WORK REQUEST: Copy all of the data below exactly as it is given.

STUDY MATERIAL:
▶

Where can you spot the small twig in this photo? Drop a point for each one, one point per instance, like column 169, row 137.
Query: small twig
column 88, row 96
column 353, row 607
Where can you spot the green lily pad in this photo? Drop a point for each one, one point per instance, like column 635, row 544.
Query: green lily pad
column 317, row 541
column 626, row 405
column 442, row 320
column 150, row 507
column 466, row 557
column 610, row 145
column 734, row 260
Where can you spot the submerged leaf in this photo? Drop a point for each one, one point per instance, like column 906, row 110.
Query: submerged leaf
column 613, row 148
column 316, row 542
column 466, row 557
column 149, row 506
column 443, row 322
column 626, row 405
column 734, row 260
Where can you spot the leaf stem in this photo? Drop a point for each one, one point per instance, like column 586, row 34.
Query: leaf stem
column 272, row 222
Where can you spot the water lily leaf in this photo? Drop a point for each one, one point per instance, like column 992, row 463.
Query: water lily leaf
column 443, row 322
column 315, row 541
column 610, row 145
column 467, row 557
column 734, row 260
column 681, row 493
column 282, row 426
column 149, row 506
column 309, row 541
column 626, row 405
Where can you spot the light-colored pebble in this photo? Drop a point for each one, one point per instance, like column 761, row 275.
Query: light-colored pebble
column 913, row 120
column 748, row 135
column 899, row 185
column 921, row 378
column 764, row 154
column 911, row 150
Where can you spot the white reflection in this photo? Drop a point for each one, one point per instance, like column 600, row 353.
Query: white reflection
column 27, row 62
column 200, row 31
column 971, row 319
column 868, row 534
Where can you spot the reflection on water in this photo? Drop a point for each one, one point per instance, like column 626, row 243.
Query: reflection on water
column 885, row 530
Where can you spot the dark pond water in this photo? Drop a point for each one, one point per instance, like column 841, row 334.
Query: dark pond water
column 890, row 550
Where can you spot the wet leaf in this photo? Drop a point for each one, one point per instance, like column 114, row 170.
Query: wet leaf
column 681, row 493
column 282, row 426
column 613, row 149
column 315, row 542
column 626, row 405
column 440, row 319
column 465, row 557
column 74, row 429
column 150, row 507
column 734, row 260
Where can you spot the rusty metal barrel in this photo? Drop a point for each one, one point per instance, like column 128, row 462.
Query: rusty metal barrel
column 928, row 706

◀

OUTPUT FOR THIS EXERCISE:
Where can you spot the small twig in this photo? Drop a point for each one, one point per instance, like column 169, row 137.
Query: small twig
column 88, row 96
column 353, row 607
Where can you spot the green lily pad in this photo? Drop a point for each one, one point per instance, like column 635, row 544.
Query: green lily pad
column 317, row 541
column 626, row 405
column 442, row 320
column 150, row 507
column 466, row 557
column 610, row 145
column 734, row 260
Where can you spot the submerged leaf in this photo? Drop a point for each one, one point per instance, like column 906, row 110.
Query: submerged leaf
column 613, row 148
column 316, row 542
column 466, row 557
column 149, row 506
column 443, row 322
column 626, row 405
column 734, row 260
Where can you spot the leaf stem in this photo? Drop a point for each one, one point per instance, like column 586, row 34.
Query: leaf stem
column 272, row 222
Where can you spot the water lily leaf in this photo? Drop a point for each one, one point per instance, like column 992, row 463.
Query: water lily leaf
column 443, row 322
column 315, row 541
column 610, row 145
column 467, row 557
column 734, row 260
column 681, row 493
column 282, row 426
column 149, row 506
column 309, row 541
column 626, row 405
Where can you spot the light-colored pebble in this photo? Drop a point for each one, one point per instance, like column 761, row 275.
Query: light-colored pebble
column 913, row 120
column 748, row 135
column 899, row 185
column 921, row 378
column 764, row 154
column 911, row 150
Where can you spot the white reflection in this photo? Drop a point for each one, one point per instance, like column 600, row 353.
Query: white reflection
column 27, row 62
column 200, row 31
column 971, row 319
column 868, row 534
Where can you spot the reflection on water in this photo? Drop a point for each one, one point per instance, like column 626, row 243.
Query: reflection on water
column 885, row 530
Where can you spot the dark pond water in this photo? Drop a point for each one, one point per instance, like column 841, row 334.
Query: dark pond water
column 890, row 550
Where can you spot the wet leaf in this photo? Drop a point for each one, one point per instance, like column 114, row 170.
Query: wet leaf
column 681, row 493
column 282, row 426
column 613, row 149
column 315, row 542
column 626, row 405
column 440, row 319
column 465, row 557
column 74, row 429
column 150, row 507
column 734, row 260
Where can you spot the rusty metal barrel in this photo? Drop a point for each one, one point per instance, like column 128, row 462.
Query: rusty metal barrel
column 928, row 706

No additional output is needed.